[Pointing dataset records]

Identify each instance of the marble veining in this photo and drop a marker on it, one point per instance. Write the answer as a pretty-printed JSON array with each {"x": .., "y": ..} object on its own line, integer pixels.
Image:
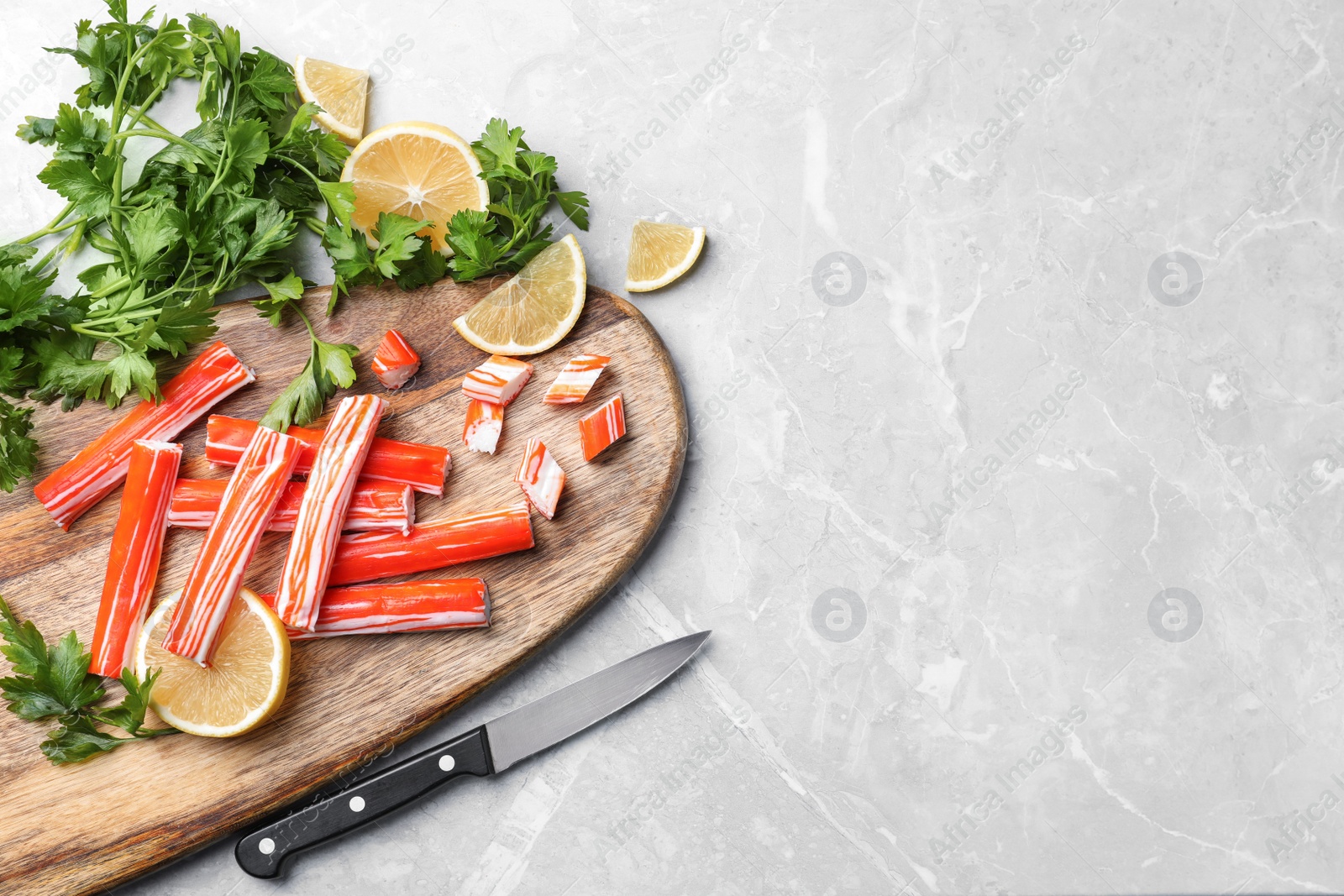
[{"x": 1014, "y": 496}]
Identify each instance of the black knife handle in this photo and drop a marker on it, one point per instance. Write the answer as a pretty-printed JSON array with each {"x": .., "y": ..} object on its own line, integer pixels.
[{"x": 262, "y": 851}]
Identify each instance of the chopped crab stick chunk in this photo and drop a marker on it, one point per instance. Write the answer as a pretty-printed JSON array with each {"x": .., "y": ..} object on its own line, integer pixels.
[
  {"x": 420, "y": 466},
  {"x": 541, "y": 479},
  {"x": 138, "y": 544},
  {"x": 604, "y": 426},
  {"x": 82, "y": 481},
  {"x": 484, "y": 423},
  {"x": 433, "y": 605},
  {"x": 396, "y": 362},
  {"x": 230, "y": 543},
  {"x": 497, "y": 380},
  {"x": 432, "y": 546},
  {"x": 575, "y": 380},
  {"x": 374, "y": 506},
  {"x": 302, "y": 579}
]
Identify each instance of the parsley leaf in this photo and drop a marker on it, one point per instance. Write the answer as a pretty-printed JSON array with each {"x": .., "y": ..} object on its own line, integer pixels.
[
  {"x": 53, "y": 681},
  {"x": 18, "y": 450},
  {"x": 329, "y": 367},
  {"x": 522, "y": 186}
]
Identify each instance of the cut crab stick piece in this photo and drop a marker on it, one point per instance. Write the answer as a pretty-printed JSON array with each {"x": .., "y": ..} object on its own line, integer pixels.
[
  {"x": 138, "y": 546},
  {"x": 82, "y": 481},
  {"x": 302, "y": 579},
  {"x": 365, "y": 557},
  {"x": 541, "y": 477},
  {"x": 575, "y": 380},
  {"x": 433, "y": 605},
  {"x": 604, "y": 426},
  {"x": 374, "y": 506},
  {"x": 230, "y": 543},
  {"x": 396, "y": 362},
  {"x": 420, "y": 466},
  {"x": 484, "y": 423},
  {"x": 497, "y": 380}
]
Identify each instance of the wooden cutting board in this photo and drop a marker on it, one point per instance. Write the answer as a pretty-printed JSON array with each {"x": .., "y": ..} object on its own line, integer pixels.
[{"x": 81, "y": 829}]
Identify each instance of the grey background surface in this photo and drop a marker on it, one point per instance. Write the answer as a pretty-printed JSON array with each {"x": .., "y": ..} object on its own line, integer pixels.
[{"x": 1014, "y": 497}]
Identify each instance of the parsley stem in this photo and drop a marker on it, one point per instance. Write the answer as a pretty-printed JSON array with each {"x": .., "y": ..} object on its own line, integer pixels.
[
  {"x": 121, "y": 282},
  {"x": 144, "y": 107},
  {"x": 54, "y": 228},
  {"x": 168, "y": 136}
]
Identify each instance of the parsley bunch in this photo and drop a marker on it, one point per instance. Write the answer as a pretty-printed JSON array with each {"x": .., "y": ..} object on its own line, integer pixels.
[
  {"x": 53, "y": 681},
  {"x": 510, "y": 231},
  {"x": 214, "y": 208}
]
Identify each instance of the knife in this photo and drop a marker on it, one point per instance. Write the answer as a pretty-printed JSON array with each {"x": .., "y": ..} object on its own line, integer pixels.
[{"x": 481, "y": 752}]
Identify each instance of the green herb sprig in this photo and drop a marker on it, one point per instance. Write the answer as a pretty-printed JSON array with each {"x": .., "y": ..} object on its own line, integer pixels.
[
  {"x": 510, "y": 233},
  {"x": 53, "y": 681}
]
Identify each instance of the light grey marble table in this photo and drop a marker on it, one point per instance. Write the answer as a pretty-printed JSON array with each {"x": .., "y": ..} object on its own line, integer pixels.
[{"x": 1015, "y": 379}]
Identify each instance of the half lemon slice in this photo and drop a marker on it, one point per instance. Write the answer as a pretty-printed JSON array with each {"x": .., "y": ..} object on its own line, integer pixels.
[
  {"x": 535, "y": 309},
  {"x": 417, "y": 170},
  {"x": 340, "y": 92},
  {"x": 246, "y": 679},
  {"x": 660, "y": 254}
]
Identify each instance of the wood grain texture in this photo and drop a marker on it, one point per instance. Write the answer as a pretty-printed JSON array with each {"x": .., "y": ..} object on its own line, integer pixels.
[{"x": 81, "y": 829}]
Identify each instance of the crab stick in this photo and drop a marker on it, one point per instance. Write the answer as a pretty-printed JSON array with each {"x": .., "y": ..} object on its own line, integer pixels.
[
  {"x": 396, "y": 362},
  {"x": 497, "y": 380},
  {"x": 138, "y": 544},
  {"x": 374, "y": 506},
  {"x": 541, "y": 477},
  {"x": 302, "y": 579},
  {"x": 432, "y": 605},
  {"x": 575, "y": 380},
  {"x": 484, "y": 423},
  {"x": 420, "y": 466},
  {"x": 365, "y": 557},
  {"x": 230, "y": 543},
  {"x": 604, "y": 426},
  {"x": 82, "y": 481}
]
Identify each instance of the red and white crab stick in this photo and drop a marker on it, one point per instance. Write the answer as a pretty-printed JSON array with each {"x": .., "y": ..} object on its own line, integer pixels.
[
  {"x": 420, "y": 466},
  {"x": 138, "y": 546},
  {"x": 541, "y": 477},
  {"x": 575, "y": 380},
  {"x": 604, "y": 426},
  {"x": 396, "y": 362},
  {"x": 230, "y": 543},
  {"x": 433, "y": 605},
  {"x": 365, "y": 557},
  {"x": 484, "y": 423},
  {"x": 302, "y": 579},
  {"x": 497, "y": 380},
  {"x": 82, "y": 481},
  {"x": 374, "y": 506}
]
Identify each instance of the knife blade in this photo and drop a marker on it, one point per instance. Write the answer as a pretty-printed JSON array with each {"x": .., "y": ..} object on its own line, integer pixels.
[{"x": 483, "y": 752}]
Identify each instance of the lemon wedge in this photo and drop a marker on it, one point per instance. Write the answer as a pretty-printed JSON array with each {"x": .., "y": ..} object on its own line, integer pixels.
[
  {"x": 660, "y": 254},
  {"x": 244, "y": 684},
  {"x": 340, "y": 92},
  {"x": 535, "y": 309},
  {"x": 417, "y": 170}
]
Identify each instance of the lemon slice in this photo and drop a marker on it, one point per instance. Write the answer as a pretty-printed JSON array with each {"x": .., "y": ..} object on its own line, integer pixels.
[
  {"x": 535, "y": 308},
  {"x": 340, "y": 92},
  {"x": 417, "y": 170},
  {"x": 660, "y": 253},
  {"x": 245, "y": 681}
]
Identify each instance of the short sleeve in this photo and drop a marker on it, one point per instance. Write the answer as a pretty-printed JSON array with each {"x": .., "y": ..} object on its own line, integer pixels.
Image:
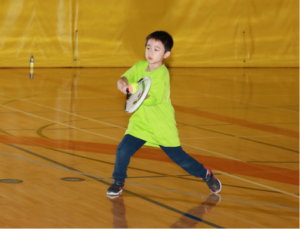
[{"x": 130, "y": 74}]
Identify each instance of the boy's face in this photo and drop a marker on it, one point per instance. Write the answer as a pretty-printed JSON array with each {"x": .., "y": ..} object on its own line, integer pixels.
[{"x": 155, "y": 52}]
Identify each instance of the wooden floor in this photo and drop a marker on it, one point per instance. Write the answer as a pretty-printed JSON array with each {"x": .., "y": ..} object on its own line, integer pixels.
[{"x": 67, "y": 123}]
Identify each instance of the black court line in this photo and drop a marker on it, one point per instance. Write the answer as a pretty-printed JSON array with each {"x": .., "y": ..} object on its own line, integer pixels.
[
  {"x": 127, "y": 191},
  {"x": 275, "y": 162},
  {"x": 247, "y": 139},
  {"x": 184, "y": 177}
]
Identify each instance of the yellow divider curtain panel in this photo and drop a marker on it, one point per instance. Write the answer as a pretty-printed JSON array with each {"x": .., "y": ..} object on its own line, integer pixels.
[{"x": 98, "y": 33}]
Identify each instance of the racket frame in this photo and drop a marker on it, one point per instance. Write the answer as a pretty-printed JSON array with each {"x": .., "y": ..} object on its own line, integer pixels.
[{"x": 136, "y": 106}]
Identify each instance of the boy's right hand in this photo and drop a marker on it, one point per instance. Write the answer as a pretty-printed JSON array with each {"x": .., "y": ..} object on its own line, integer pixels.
[{"x": 122, "y": 86}]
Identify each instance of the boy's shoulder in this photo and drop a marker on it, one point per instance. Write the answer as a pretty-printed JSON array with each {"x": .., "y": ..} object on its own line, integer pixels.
[{"x": 141, "y": 63}]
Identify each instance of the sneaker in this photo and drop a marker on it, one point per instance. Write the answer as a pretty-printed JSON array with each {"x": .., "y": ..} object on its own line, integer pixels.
[
  {"x": 116, "y": 188},
  {"x": 213, "y": 183},
  {"x": 211, "y": 201}
]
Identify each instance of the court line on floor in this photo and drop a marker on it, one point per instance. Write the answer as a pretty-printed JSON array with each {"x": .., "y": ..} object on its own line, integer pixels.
[
  {"x": 60, "y": 123},
  {"x": 221, "y": 97},
  {"x": 239, "y": 178},
  {"x": 101, "y": 180},
  {"x": 90, "y": 119},
  {"x": 263, "y": 136},
  {"x": 291, "y": 194},
  {"x": 125, "y": 128},
  {"x": 67, "y": 168}
]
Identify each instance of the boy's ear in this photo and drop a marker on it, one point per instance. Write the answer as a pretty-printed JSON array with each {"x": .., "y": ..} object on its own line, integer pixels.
[{"x": 167, "y": 54}]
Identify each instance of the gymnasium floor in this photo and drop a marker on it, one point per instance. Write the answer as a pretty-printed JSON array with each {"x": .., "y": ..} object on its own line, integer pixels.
[{"x": 244, "y": 123}]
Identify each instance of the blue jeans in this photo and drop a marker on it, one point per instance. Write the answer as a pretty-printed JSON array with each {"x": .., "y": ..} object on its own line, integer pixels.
[{"x": 129, "y": 145}]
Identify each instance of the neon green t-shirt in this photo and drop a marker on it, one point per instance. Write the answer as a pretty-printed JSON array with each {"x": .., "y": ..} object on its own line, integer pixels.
[{"x": 154, "y": 121}]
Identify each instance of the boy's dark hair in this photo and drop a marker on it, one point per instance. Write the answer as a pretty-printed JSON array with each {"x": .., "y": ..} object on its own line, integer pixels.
[{"x": 162, "y": 36}]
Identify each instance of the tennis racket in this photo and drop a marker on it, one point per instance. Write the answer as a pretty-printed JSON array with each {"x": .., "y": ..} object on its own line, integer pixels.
[{"x": 134, "y": 100}]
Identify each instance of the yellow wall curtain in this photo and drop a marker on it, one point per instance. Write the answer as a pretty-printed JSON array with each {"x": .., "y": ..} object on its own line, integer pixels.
[{"x": 96, "y": 33}]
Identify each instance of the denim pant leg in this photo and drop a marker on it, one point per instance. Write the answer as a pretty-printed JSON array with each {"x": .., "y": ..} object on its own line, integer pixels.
[
  {"x": 185, "y": 161},
  {"x": 127, "y": 148}
]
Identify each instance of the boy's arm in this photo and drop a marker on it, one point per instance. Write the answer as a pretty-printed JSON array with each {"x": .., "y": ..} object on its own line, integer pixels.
[{"x": 122, "y": 84}]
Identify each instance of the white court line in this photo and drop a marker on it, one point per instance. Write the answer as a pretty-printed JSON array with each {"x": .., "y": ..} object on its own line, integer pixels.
[
  {"x": 146, "y": 186},
  {"x": 90, "y": 119},
  {"x": 263, "y": 136},
  {"x": 287, "y": 193},
  {"x": 248, "y": 102},
  {"x": 60, "y": 123}
]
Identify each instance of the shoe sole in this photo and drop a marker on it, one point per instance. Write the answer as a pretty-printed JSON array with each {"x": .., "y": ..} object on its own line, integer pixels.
[
  {"x": 219, "y": 189},
  {"x": 114, "y": 193}
]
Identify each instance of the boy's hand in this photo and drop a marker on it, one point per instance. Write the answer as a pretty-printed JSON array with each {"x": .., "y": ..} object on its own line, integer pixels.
[{"x": 122, "y": 85}]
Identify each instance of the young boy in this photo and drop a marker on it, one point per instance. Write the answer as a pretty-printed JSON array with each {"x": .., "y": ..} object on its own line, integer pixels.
[{"x": 153, "y": 123}]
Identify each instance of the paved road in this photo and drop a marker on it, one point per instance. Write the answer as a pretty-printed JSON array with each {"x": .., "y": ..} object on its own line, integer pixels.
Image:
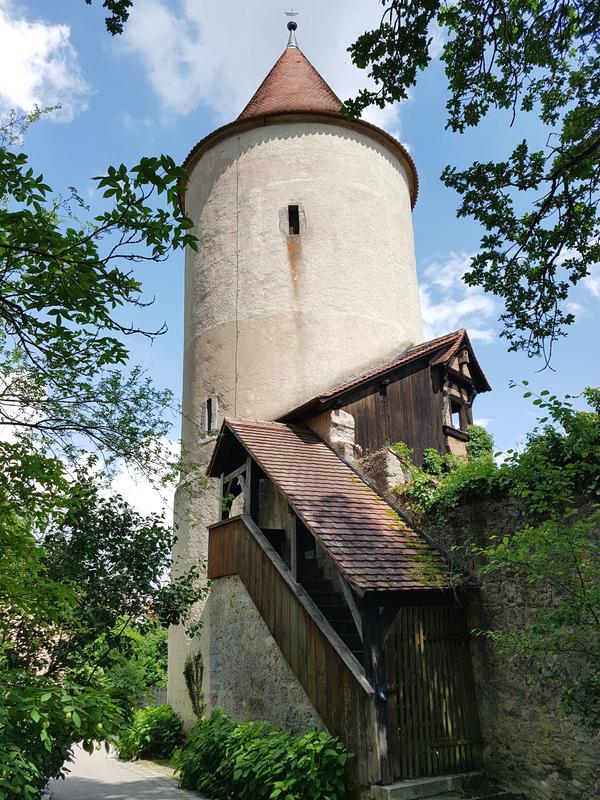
[{"x": 103, "y": 777}]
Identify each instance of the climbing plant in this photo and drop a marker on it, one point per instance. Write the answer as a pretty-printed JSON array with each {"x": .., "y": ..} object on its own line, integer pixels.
[{"x": 554, "y": 480}]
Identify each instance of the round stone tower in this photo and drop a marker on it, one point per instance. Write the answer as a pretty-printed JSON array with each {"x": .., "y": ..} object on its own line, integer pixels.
[{"x": 304, "y": 274}]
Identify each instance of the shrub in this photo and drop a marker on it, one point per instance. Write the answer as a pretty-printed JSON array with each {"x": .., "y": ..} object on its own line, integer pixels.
[
  {"x": 480, "y": 444},
  {"x": 154, "y": 732},
  {"x": 257, "y": 761}
]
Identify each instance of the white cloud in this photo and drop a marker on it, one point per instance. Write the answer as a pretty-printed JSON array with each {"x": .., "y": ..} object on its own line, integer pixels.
[
  {"x": 217, "y": 54},
  {"x": 38, "y": 64},
  {"x": 592, "y": 281},
  {"x": 438, "y": 40},
  {"x": 447, "y": 303},
  {"x": 483, "y": 422},
  {"x": 143, "y": 494}
]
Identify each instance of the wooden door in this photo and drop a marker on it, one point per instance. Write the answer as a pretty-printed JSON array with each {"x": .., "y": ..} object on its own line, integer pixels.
[{"x": 433, "y": 725}]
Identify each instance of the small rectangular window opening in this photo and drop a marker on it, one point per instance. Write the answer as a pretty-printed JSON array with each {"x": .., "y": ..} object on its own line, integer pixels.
[
  {"x": 456, "y": 416},
  {"x": 294, "y": 220}
]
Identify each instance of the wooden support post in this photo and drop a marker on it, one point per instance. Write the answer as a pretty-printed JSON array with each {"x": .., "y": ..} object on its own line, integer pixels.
[
  {"x": 352, "y": 606},
  {"x": 293, "y": 547},
  {"x": 220, "y": 497},
  {"x": 246, "y": 486},
  {"x": 375, "y": 669},
  {"x": 254, "y": 483}
]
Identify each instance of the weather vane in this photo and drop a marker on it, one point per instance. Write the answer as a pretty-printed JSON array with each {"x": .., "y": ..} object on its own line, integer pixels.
[{"x": 292, "y": 25}]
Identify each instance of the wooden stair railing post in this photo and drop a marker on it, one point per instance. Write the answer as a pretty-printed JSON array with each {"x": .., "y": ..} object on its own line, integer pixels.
[{"x": 375, "y": 669}]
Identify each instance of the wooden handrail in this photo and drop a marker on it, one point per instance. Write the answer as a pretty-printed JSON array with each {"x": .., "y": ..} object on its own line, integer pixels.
[
  {"x": 334, "y": 681},
  {"x": 309, "y": 604}
]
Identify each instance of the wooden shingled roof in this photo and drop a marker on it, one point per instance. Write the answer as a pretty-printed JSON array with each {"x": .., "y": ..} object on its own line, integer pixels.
[{"x": 373, "y": 547}]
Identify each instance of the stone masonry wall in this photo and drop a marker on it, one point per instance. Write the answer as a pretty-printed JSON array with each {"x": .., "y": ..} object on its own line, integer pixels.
[
  {"x": 245, "y": 672},
  {"x": 528, "y": 745}
]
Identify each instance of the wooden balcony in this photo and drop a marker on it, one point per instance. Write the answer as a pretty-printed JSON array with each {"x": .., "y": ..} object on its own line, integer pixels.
[{"x": 333, "y": 679}]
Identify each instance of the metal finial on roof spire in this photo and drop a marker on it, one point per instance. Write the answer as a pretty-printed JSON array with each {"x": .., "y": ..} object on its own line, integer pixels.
[{"x": 292, "y": 27}]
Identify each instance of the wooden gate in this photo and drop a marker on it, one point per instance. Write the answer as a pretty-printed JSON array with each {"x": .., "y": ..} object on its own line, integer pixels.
[{"x": 433, "y": 725}]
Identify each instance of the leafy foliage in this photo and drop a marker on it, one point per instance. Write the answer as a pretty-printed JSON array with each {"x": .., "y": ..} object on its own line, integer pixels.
[
  {"x": 555, "y": 552},
  {"x": 137, "y": 666},
  {"x": 154, "y": 732},
  {"x": 78, "y": 567},
  {"x": 480, "y": 444},
  {"x": 539, "y": 208},
  {"x": 39, "y": 721},
  {"x": 63, "y": 284},
  {"x": 119, "y": 11},
  {"x": 256, "y": 761}
]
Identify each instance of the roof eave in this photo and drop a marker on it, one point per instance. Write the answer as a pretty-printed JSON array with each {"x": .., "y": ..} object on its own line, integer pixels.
[{"x": 240, "y": 125}]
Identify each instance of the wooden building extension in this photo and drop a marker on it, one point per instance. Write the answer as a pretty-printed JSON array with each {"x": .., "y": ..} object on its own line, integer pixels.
[
  {"x": 362, "y": 606},
  {"x": 424, "y": 397}
]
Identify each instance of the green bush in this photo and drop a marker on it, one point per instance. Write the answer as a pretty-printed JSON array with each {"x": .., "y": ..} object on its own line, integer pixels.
[
  {"x": 40, "y": 721},
  {"x": 480, "y": 444},
  {"x": 257, "y": 761},
  {"x": 154, "y": 732}
]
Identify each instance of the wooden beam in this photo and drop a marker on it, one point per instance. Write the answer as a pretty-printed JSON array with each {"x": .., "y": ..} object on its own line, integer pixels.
[
  {"x": 220, "y": 510},
  {"x": 351, "y": 600},
  {"x": 236, "y": 472},
  {"x": 245, "y": 484},
  {"x": 294, "y": 547}
]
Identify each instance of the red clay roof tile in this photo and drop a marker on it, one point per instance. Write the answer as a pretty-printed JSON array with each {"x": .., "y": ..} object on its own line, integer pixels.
[
  {"x": 374, "y": 548},
  {"x": 293, "y": 84},
  {"x": 447, "y": 346}
]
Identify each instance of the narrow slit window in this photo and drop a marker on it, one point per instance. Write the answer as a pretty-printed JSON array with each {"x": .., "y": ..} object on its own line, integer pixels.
[
  {"x": 209, "y": 415},
  {"x": 294, "y": 220}
]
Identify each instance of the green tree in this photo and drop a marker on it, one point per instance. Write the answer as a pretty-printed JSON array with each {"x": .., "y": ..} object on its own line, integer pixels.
[
  {"x": 65, "y": 287},
  {"x": 538, "y": 207},
  {"x": 118, "y": 14},
  {"x": 78, "y": 566}
]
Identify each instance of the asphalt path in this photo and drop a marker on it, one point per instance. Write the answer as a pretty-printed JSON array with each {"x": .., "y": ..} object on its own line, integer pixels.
[{"x": 102, "y": 776}]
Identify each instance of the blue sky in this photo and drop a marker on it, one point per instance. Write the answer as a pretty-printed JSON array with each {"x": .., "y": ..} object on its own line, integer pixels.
[{"x": 182, "y": 68}]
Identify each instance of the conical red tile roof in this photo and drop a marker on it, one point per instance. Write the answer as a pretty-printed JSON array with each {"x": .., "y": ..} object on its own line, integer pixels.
[{"x": 292, "y": 85}]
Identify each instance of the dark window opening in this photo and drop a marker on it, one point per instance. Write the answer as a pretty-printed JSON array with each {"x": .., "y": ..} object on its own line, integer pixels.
[
  {"x": 456, "y": 416},
  {"x": 209, "y": 415},
  {"x": 294, "y": 220}
]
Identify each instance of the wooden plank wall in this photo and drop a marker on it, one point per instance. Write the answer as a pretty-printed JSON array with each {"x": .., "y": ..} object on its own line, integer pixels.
[
  {"x": 433, "y": 725},
  {"x": 339, "y": 698},
  {"x": 411, "y": 411}
]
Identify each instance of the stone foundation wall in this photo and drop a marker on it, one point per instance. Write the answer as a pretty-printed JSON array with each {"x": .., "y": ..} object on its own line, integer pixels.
[
  {"x": 245, "y": 672},
  {"x": 528, "y": 745}
]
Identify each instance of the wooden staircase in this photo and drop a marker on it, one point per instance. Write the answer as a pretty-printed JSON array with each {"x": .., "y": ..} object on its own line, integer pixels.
[{"x": 331, "y": 603}]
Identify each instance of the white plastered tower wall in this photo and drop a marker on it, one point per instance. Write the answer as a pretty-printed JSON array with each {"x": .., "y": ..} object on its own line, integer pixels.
[{"x": 272, "y": 319}]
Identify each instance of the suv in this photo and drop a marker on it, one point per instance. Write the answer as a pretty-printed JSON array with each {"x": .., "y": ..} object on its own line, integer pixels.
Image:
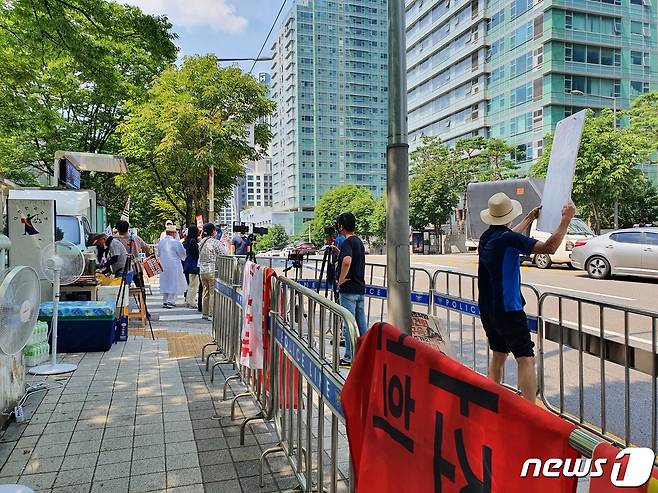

* **Work to be completed**: Filter the material above, copying every line that contains the word "yellow". Case counts.

* **In response**:
Identify each instance of the yellow divider curtain panel in this photo and drop a marker on it, one point per instance. Write the answer as a pretty-printed JSON array with each {"x": .., "y": ..} object on its own line, integer pixels.
Identify each instance of the yellow wall curtain in this photo and drop a marker on it, one point per instance. Write the answer as a pretty-printed JSON array with each {"x": .., "y": ..} object on its own line, integer pixels.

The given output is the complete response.